WORK REQUIRED:
Rescale the answer point coordinates in the listing. Start at the line containing "TASK = point to the bein" and continue through the end of the listing, reproducing every line, requests included. Multiply each answer coordinate by 1.35 and round to a whole number, with halves rounded up. Leave the requests and their sample coordinates unchanged.

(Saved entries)

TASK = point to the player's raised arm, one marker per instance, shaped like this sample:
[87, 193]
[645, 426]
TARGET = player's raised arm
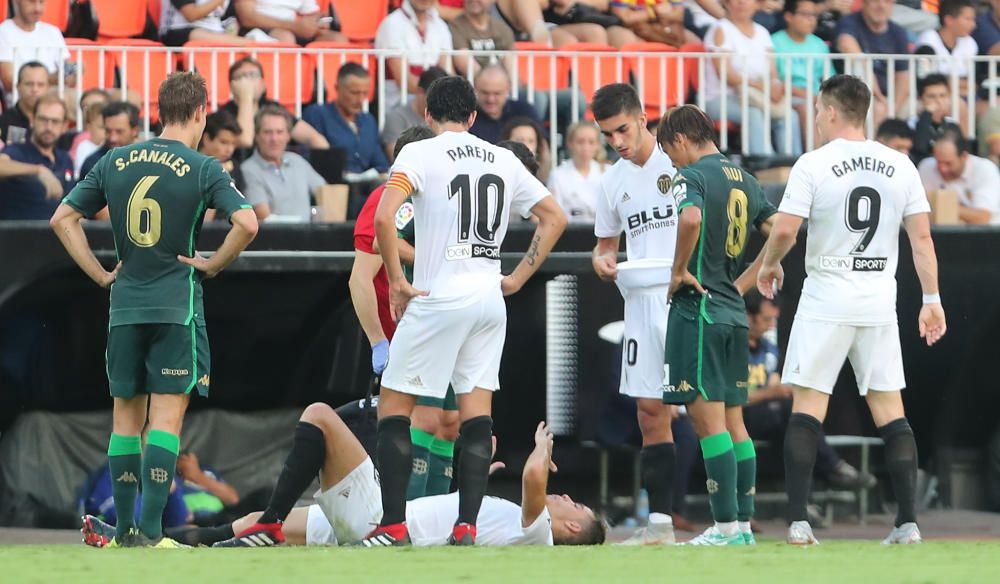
[535, 478]
[66, 223]
[551, 224]
[931, 320]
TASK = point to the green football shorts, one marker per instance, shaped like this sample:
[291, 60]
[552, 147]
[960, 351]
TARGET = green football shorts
[448, 403]
[705, 359]
[158, 358]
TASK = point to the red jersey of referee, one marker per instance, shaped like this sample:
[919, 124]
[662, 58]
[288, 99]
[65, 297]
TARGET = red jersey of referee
[364, 240]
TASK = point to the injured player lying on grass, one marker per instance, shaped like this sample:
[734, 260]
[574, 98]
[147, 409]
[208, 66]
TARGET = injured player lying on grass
[349, 502]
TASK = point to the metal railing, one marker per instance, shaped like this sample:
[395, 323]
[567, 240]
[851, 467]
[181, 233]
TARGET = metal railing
[295, 76]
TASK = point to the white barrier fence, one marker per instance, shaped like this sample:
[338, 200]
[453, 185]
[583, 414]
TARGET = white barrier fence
[295, 76]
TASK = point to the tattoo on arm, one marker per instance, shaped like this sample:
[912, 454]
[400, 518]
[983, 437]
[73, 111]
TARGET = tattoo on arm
[532, 254]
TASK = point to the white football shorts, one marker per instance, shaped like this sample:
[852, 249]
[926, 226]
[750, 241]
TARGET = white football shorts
[643, 345]
[437, 343]
[347, 511]
[817, 349]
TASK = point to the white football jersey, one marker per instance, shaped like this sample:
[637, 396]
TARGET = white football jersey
[636, 200]
[854, 196]
[464, 190]
[430, 521]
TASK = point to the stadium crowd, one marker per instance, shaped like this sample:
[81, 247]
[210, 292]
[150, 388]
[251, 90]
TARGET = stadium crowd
[38, 173]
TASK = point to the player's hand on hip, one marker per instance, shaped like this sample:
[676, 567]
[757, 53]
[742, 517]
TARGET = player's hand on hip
[201, 264]
[110, 277]
[510, 285]
[606, 268]
[380, 356]
[932, 323]
[400, 294]
[770, 279]
[678, 281]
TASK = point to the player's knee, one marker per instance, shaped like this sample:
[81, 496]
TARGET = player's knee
[318, 414]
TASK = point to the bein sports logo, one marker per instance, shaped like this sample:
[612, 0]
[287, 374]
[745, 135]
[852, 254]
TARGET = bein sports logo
[471, 250]
[852, 264]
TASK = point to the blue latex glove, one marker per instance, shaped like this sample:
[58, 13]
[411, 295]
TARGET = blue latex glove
[380, 356]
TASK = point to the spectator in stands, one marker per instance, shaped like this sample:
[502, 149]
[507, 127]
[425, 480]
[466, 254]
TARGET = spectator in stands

EXERCISE RESULT:
TASK = point to the bein sports logo, one marker per instance, shaped like this sample:
[612, 0]
[287, 374]
[745, 135]
[852, 254]
TARGET = bein sports logo
[636, 338]
[1150, 356]
TASK = point to the blue latex glove, one marker per instance, shaped like this sample:
[58, 13]
[411, 295]
TARGET = blue latex glove
[513, 481]
TASK = point to the spectator in stands, one marker per instance, shaped like this sample:
[502, 149]
[507, 127]
[425, 480]
[466, 254]
TARGET = spectator in stands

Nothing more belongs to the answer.